*Esercizi:*
A) Elenca tutti i luoghi che il testo sulla pizza indica con un nome proprio, cioè città, quartieri e locali, citando ciascuno una sola volta.
B) Prosegui il testo sulla pizza partendo dalla sua ultima frase.

*Testo fornito:*
+ + + + + + +

Per chiarirmi le idee sono andato a trovare un ristoratore di Colonia che fa anche la pizza e che conosco da lungo tempo e stimo per la sua serietà e preparazione. Paolo Faragi ha incominciato da ragazzo a impastare pizze e attualmente gestisce con successo la “Trattoria da Paolo” nel quartiere di Marienburg di Colonia, dopo aver esordito un paio di decenni fa con una pizzeria in un quartiere frequentato prevalentemente da studenti. È l’unico ristorante che frequento quando desidero mangiare una pizza Margherita fatta come si deve. “Per fare una vera pizza ci vuole amore e sapienza” esordisce Paolo con tipica cadenza siciliana mentre accanto al forno a legna seguo in tutti i particolari la preparazione della mia pizza. Alla fine quando Paolo estrae con la spatola la Margherita dal forno senza ombra di quel fumo nero che avevo visto nella trasmissione di Report. Anche la parte inferiore della pizza ha una superficie assolutamente pulita.
Paolo mi indica una spazzola di paglia (nota bene: di paglia e non di plastica come alcuni pizzaioli usano!) legata a un lungo bastone che egli usa per ripulire dalla farina anche i punti più lontani del forno a legna. Un attrezzo sempre a portata di mano con il quale riesce facile ripulire la superficie del forno dai resti della farina usata per confezionare il disco della pizza. Che sono poi quei resti che restando nel fondo si carbonizzano causando il dannoso fumo nero. A questo punto si potrebbe dire che il segreto di una buona e salutare pizza è tutto qui, nell’utilizzo dei giusti materiali e nella pulizia del forno. Sarebbe un’imperdonabile torto “alla sapienza e all’amore” che Paolo Faragi dedica alla pizza. Nonostante il successo che ha coronato la sua come ristoratore in uno dei più eleganti quartieri di Colonia, la pizza gli è rimasta nel cuore di Paolo che ancor oggi è sempre pronto ad accorrere in aiuto al personale che sotto la sua attenta regia ha la responsabilità di preparare le pizze.

+ + + + + + +

*Contenuto del dataset:*
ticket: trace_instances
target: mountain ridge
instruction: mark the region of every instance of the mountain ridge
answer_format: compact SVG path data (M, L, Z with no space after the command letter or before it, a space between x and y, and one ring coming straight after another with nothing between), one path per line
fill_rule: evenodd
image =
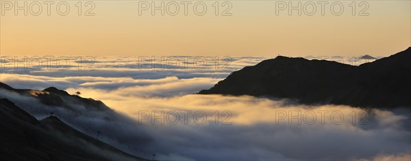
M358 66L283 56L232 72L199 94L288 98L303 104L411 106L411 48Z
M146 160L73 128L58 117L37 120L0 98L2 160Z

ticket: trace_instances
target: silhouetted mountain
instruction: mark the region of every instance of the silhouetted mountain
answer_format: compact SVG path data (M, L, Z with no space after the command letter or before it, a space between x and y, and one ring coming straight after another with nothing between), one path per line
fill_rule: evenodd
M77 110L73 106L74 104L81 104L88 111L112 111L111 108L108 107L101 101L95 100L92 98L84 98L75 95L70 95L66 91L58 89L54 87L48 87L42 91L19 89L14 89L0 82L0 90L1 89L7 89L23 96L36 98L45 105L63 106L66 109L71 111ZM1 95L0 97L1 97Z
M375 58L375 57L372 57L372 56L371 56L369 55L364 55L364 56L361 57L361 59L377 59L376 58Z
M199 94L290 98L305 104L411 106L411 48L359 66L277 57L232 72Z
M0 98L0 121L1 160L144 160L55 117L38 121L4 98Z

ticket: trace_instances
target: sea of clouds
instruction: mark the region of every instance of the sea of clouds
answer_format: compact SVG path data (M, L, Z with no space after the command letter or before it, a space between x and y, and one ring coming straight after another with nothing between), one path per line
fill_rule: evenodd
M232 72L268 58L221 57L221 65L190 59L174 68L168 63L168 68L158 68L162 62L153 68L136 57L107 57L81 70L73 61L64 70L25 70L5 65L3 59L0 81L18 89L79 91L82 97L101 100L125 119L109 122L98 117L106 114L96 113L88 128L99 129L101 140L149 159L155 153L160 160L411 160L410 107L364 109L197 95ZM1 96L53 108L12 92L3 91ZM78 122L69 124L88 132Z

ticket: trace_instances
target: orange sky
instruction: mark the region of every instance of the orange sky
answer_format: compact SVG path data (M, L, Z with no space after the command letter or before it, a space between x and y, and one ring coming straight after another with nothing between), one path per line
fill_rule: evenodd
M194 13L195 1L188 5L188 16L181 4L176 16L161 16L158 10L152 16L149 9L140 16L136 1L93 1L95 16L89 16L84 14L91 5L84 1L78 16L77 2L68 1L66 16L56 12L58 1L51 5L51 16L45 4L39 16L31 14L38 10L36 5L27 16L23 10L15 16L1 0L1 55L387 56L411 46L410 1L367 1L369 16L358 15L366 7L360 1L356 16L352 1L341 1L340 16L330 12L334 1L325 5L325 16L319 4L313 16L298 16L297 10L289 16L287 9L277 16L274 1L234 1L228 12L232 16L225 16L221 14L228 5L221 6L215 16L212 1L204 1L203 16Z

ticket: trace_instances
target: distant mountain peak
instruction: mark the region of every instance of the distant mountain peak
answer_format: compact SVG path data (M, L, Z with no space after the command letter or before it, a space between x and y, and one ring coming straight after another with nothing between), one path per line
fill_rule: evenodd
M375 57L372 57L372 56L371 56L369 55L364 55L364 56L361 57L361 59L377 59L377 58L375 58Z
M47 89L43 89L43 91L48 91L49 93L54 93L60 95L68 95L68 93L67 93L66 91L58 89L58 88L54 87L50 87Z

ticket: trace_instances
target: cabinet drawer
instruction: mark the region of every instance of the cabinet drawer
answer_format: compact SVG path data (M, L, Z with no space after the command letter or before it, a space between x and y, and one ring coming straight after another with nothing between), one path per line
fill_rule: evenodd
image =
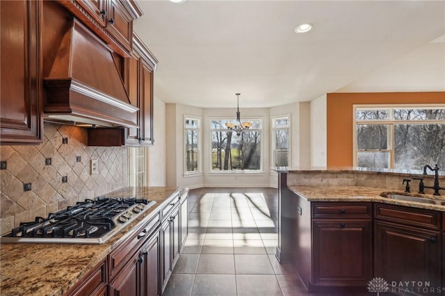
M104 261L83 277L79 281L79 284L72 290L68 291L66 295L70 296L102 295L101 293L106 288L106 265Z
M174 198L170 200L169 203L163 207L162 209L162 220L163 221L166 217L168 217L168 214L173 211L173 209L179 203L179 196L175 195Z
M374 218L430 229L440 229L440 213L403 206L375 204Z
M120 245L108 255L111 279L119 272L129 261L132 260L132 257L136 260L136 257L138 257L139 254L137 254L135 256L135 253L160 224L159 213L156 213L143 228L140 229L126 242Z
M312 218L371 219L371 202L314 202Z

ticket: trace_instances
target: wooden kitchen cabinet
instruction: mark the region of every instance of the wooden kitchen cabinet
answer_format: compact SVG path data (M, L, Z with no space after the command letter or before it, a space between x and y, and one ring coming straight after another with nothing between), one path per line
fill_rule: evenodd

+ + + + + + +

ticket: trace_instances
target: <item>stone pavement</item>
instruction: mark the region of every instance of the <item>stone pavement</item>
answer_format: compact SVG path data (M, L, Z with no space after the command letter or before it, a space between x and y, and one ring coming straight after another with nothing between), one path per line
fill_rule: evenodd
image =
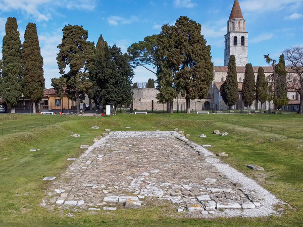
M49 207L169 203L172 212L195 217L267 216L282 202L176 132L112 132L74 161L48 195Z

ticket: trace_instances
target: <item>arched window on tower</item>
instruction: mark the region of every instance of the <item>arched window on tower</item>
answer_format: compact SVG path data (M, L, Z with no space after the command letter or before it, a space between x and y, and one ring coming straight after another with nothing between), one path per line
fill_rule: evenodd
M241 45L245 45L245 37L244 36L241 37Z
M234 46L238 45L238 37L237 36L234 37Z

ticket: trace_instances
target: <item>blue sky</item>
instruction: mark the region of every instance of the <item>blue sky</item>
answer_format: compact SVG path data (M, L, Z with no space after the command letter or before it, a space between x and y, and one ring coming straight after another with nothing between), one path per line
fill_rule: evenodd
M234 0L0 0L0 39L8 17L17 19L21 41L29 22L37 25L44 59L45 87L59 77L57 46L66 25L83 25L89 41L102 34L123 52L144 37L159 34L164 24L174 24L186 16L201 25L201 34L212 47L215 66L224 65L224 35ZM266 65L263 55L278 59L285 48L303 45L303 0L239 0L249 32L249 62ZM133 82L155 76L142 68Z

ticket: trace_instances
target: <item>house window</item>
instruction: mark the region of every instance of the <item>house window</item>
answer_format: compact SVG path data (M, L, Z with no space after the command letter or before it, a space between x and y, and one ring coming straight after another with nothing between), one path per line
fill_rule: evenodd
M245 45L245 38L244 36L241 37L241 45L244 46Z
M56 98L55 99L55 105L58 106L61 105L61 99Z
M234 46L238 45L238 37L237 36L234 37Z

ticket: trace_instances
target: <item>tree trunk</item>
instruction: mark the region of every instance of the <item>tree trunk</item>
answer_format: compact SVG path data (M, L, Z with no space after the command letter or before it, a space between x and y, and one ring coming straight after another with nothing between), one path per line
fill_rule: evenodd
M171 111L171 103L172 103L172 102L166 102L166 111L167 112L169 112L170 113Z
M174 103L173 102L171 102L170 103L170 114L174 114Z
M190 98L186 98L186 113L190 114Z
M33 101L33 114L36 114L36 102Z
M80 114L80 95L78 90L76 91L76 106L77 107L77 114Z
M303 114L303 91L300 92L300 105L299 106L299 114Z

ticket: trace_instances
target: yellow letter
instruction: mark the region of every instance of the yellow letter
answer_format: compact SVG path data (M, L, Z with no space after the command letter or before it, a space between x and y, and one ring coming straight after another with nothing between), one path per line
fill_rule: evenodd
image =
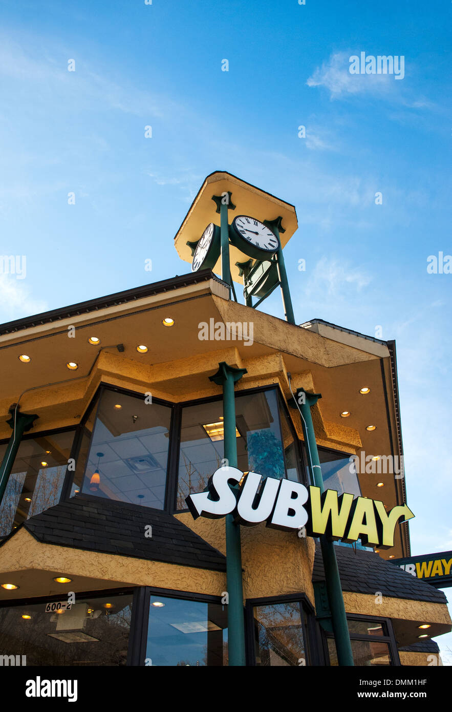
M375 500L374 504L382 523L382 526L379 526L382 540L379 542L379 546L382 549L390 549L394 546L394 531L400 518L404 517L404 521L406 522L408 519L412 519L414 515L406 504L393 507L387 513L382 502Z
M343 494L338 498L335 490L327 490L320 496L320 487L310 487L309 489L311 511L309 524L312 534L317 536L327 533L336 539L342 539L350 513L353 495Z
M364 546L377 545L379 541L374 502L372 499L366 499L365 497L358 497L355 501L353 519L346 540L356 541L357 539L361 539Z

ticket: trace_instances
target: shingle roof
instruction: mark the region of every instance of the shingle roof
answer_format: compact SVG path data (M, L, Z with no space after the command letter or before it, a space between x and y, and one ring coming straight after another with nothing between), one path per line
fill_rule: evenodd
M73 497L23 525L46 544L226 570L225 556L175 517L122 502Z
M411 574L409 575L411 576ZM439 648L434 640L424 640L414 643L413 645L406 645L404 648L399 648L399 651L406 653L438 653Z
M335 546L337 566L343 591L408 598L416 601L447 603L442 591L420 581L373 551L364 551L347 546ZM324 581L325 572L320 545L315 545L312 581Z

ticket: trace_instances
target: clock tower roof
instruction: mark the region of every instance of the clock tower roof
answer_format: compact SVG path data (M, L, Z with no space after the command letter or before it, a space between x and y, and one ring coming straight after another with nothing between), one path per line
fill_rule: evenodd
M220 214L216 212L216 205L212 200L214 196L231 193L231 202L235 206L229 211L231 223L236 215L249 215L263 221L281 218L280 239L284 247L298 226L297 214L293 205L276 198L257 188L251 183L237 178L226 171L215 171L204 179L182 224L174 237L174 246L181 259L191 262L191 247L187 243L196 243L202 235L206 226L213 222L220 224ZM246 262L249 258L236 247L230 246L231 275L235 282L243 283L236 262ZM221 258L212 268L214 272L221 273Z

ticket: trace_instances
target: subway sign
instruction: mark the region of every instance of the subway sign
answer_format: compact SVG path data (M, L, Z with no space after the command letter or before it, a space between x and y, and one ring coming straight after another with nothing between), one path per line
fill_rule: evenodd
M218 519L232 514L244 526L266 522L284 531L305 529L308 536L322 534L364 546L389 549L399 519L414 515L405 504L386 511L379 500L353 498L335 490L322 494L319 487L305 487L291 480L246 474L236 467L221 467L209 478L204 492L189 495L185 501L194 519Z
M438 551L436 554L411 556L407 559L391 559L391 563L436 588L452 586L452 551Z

+ + + + + + +

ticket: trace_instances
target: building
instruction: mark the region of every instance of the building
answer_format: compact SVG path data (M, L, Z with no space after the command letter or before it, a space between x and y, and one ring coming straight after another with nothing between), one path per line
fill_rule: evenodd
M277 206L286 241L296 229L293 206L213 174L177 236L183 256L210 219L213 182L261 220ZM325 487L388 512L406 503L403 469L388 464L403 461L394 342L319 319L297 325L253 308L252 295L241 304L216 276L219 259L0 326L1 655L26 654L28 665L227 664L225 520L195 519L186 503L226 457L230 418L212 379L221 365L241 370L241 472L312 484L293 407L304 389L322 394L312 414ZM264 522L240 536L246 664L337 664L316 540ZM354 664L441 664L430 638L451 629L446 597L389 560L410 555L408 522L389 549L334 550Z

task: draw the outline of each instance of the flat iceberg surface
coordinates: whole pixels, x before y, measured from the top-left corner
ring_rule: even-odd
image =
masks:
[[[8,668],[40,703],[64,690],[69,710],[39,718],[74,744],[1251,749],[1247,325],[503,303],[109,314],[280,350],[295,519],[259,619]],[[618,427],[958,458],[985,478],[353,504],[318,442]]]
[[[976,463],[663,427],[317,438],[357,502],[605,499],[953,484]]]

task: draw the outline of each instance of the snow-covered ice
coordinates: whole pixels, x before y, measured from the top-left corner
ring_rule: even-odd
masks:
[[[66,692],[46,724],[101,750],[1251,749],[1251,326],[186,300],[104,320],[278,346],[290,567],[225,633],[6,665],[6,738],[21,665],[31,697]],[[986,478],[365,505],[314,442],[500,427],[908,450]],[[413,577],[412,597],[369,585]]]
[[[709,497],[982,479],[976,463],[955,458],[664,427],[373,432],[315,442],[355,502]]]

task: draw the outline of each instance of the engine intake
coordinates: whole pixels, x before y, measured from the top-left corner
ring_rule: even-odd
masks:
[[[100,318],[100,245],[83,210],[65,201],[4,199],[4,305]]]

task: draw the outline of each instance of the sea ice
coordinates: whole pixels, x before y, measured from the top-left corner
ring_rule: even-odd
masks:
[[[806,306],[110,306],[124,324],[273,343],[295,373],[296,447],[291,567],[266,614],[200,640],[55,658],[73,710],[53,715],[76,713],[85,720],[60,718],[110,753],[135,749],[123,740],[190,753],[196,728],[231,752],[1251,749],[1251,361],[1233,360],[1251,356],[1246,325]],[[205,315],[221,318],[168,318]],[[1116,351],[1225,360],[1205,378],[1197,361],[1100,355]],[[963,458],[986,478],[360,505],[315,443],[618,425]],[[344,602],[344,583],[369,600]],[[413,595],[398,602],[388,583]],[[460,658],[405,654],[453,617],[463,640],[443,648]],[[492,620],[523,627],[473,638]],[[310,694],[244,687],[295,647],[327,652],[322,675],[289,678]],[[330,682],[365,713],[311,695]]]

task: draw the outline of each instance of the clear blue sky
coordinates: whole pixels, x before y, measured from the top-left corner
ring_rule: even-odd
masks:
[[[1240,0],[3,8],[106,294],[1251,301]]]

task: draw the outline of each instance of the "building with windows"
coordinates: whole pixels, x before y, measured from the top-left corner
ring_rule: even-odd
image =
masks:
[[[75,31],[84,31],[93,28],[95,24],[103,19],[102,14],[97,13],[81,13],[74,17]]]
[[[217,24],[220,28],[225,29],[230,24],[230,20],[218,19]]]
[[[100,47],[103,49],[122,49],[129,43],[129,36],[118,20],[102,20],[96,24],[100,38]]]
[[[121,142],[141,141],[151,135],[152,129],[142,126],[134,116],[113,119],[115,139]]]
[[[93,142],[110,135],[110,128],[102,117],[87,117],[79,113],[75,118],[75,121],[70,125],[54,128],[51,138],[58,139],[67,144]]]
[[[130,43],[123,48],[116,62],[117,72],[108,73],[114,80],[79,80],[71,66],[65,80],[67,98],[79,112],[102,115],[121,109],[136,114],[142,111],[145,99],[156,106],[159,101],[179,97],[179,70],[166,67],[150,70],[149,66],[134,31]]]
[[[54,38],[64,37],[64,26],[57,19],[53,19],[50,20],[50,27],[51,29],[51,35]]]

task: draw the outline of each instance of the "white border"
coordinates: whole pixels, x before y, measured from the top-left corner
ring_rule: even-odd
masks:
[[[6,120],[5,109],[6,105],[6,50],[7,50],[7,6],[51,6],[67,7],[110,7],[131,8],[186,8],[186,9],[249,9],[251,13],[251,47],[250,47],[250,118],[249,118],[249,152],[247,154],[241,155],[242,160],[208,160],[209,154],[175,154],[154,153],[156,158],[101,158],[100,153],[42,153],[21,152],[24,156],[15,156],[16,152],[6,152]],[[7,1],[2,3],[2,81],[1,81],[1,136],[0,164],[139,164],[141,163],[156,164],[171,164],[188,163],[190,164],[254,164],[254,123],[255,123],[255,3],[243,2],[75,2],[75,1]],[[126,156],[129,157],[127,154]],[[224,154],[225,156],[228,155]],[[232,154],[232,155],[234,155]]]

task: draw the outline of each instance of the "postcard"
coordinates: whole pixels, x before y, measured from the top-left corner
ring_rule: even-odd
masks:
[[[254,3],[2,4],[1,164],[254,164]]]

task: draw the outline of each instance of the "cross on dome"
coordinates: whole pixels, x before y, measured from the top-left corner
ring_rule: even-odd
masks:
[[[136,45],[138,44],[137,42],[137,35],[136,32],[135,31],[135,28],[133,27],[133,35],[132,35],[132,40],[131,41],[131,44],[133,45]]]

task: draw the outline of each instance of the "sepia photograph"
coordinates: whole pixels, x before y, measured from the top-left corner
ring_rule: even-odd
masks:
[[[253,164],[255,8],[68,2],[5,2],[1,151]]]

+ + + + + + +

*Soluzioni degli esercizi:*
A) Colonia, Marienburg, “Trattoria da Paolo”

B)
Report ha fatto bene a realizzare una critica trasmissione sulla pizza. Peccato solo che pochi abbiano avuto modo di seguirla. Ne sarebbe falsa la pena perché con grande probabilità questo famoso prodotto del “made in Italy” dopo essere già stato riconosciuto dalla Ue come “Specialità Tradizionale Garantita” (Stg) ha ora buone probabilità di entrare prossimamente nella lista dei “beni immateriali” dell’Unesco che elenca attualmente 90 voci, di cui cinque sono italiane: la dieta mediterranea, l’arte del violino, il canto a tenore, l’opera dei pupi e le macchine a spalla nelle feste religiose. Fino a un paio di settimane fa si pensava che la pizza napoletana, già candidata a ottenere il prestigioso marchio culturale dell’Unesco avrebbe potuto divenire la sesta voce italiana. Invece, se tutto andrà bene, potrà essere soltanto la settima perché in modo del tutto inaspettato alla conferenza dell’Unesco svoltasi in novembre a Parigi la sesta voce italiana è divenuta la vite dello Zibibbo che si coltiva nell’isola di Pantelleria.
Una grande soddisfazione per il “made in Italy” perché mai prima dell’Italia nessun Paese era mai riuscito a iscrivere nella celebre lista culturale dell’Unesco una pratica agricola. Se tutto andrà bene, così si spera, la pizza napoletana sarà la settima voce italiana a entrare tra le voci del prestigioso marchio dell’Unesco.